EXERCISE BRIEF
Give the number of lines in the data below where the string "dark" occurs, and nothing else.

TASK MATERIAL
──────

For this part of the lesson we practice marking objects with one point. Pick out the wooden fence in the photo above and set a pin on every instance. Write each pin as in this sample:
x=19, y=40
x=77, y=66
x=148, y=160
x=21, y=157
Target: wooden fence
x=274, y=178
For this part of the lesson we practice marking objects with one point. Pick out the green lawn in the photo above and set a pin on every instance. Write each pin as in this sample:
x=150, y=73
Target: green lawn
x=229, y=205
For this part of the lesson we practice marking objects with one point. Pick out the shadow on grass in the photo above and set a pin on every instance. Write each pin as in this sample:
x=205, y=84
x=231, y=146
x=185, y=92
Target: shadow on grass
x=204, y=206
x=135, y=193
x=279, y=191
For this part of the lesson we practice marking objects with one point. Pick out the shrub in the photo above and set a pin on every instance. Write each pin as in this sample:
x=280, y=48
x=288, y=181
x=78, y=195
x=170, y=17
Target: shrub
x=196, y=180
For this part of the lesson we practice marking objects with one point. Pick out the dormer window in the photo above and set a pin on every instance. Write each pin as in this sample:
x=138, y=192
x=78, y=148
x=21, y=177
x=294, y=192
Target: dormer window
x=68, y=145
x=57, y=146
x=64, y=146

──────

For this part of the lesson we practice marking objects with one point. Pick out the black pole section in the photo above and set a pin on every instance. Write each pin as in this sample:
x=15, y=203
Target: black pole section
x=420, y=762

──────

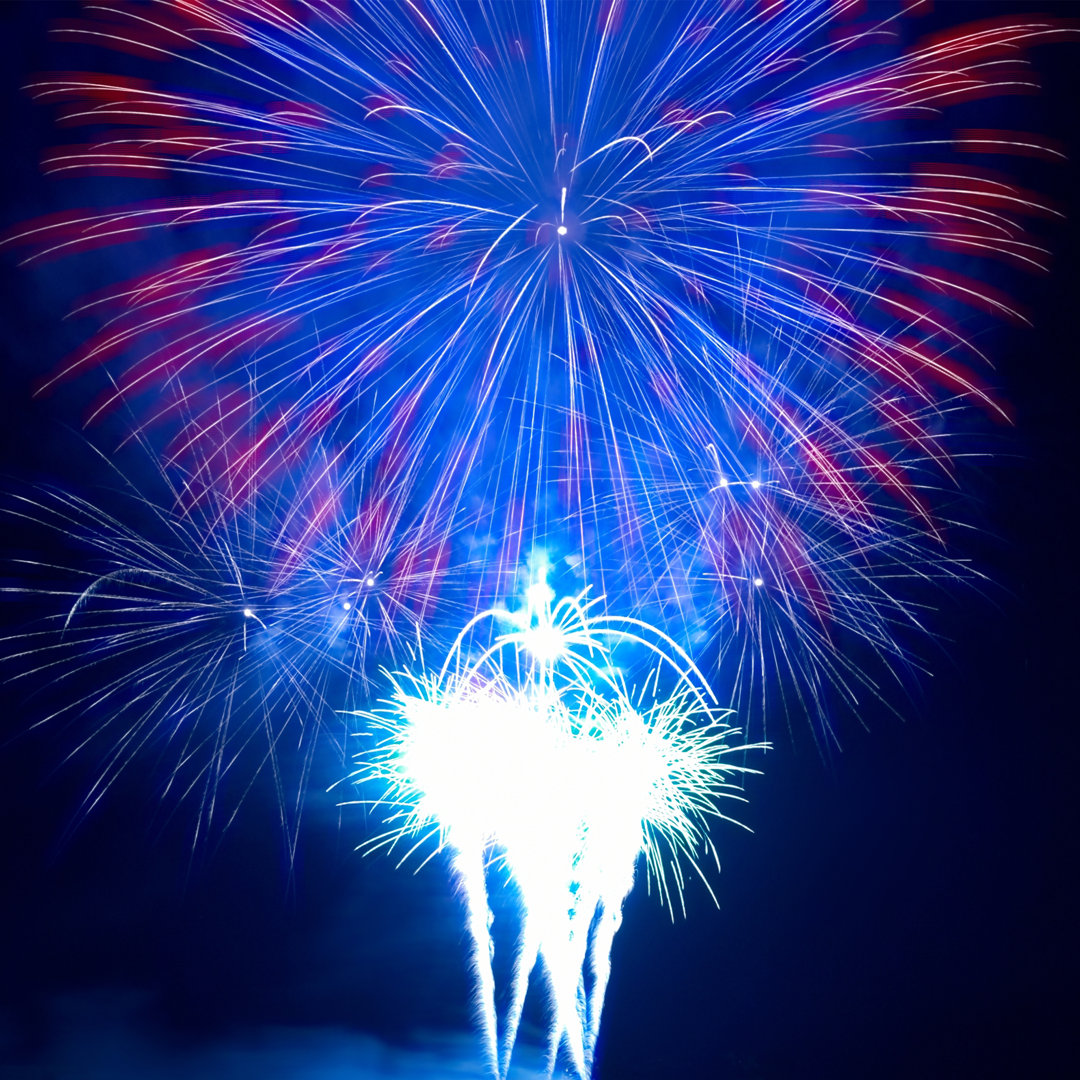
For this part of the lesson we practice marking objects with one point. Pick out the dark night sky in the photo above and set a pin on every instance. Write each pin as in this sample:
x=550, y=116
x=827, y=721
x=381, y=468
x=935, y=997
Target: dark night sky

──────

SOLUTION TO THE PROBLEM
2